--- start DATA EXCERPTS ---
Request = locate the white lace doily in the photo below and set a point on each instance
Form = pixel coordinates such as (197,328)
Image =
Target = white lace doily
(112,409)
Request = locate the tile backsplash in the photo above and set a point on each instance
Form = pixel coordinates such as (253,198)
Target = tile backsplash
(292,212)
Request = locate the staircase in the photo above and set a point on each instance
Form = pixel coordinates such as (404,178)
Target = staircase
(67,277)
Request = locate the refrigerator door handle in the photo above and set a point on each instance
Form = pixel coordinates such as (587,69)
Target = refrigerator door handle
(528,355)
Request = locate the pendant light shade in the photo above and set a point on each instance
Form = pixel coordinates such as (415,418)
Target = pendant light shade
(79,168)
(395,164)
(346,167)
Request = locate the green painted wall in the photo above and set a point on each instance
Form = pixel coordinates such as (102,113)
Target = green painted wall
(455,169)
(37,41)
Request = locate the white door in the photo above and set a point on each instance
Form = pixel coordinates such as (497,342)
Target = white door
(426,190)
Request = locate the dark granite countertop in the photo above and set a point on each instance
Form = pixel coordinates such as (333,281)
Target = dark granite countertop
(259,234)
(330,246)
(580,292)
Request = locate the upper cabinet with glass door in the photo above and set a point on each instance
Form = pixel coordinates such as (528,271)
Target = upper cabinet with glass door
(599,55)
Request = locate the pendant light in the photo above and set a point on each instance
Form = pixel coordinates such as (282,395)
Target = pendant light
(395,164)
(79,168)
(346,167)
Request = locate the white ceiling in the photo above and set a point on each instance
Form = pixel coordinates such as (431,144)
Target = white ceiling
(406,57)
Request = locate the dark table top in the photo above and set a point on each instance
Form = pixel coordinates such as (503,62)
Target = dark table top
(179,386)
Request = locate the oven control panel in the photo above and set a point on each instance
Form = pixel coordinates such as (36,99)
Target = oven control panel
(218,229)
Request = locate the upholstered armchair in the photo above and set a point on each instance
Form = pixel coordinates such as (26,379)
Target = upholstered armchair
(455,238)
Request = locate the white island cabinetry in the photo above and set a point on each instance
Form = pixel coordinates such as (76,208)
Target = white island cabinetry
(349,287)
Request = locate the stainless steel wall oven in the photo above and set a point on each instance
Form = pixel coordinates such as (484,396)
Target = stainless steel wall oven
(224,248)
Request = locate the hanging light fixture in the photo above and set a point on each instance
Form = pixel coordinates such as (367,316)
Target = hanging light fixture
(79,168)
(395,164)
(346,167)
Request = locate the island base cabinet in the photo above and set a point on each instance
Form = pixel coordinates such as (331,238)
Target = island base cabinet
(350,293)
--- end DATA EXCERPTS ---
Write out the listing above again, switching each "set a point" to "place a marker" and leaving everything else unchanged.

ANSWER TO THIS TASK:
Request = locate the white lace doily in the photo below and place a marker on each instance
Form = pixel coordinates such as (197,328)
Image =
Target = white lace doily
(112,409)
Request = locate the tile backsplash in the photo above and place a marker on each instance
Form = pixel coordinates such as (253,198)
Target = tile backsplash
(292,212)
Request = locate the staircase in the photo above and place a marker on each instance
Form = pixel coordinates such as (404,178)
Target = staircase
(67,277)
Request = locate the refrigerator door handle in the photo above and place a marker on each instance
Form = pixel coordinates such as (587,69)
Target = refrigerator door handle
(528,355)
Request = locate the pendant light shade in the photo above and place a marker on each instance
Form = pixel coordinates such as (415,418)
Target = pendant light shade
(79,168)
(395,164)
(346,167)
Request = locate the green painted wall in the photo above and place a marker on each instance
Form = pixel coordinates such as (102,113)
Target = green painted wall
(455,169)
(37,41)
Request = locate the white door in the photo above and place a marker on each instance
Form = pixel coordinates such as (497,342)
Target = white door
(426,190)
Request = locate the dark granite countertop in the photo above and place a marker on each instance
Form = pixel coordinates such as (333,281)
Target = dark granite countertop
(259,234)
(330,246)
(580,292)
Request = locate the upper cabinet with glass door in the photo above and place a marker on each instance
Form = pixel coordinates such as (528,271)
Target = upper cabinet with glass door
(599,55)
Request = locate the pendant light in the photo above and place a marker on each instance
Form = pixel coordinates such as (282,395)
Target = pendant light
(395,164)
(79,168)
(346,167)
Request = locate the white ceiling in the photo above and place a marker on each instance
Form = pixel coordinates such as (431,144)
Target = white ceiling
(406,57)
Request = locate the dark table top in the photo above and place a marker on each instance
Form = pixel coordinates such as (503,62)
Target = dark table top
(179,386)
Request = locate the oven control panel in the photo above and place a marker on each instance
Form = pixel coordinates such as (36,99)
Target = oven control panel
(218,229)
Request = locate the upholstered armchair in the photo above and place a marker on each instance
Form = pixel coordinates such as (26,379)
Target = upholstered armchair
(455,238)
Request = locate the white island cabinetry in the photo above and place a marker on each instance
Form = pixel coordinates such as (76,208)
Target = white island cabinetry
(349,287)
Request = locate the stainless steel wall oven in the photo above and place a marker on each instance
Form = pixel coordinates such as (484,396)
Target = stainless steel wall oven
(224,248)
Request = locate the hanging light fixture in the photo above and place a marker on each instance
Form = pixel coordinates such as (367,316)
Target = hanging light fixture
(79,168)
(395,164)
(346,167)
Request = locate the island base cabinet in the photo above and place a marker on each instance
Form = pixel coordinates such as (331,238)
Target = island base cabinet
(350,293)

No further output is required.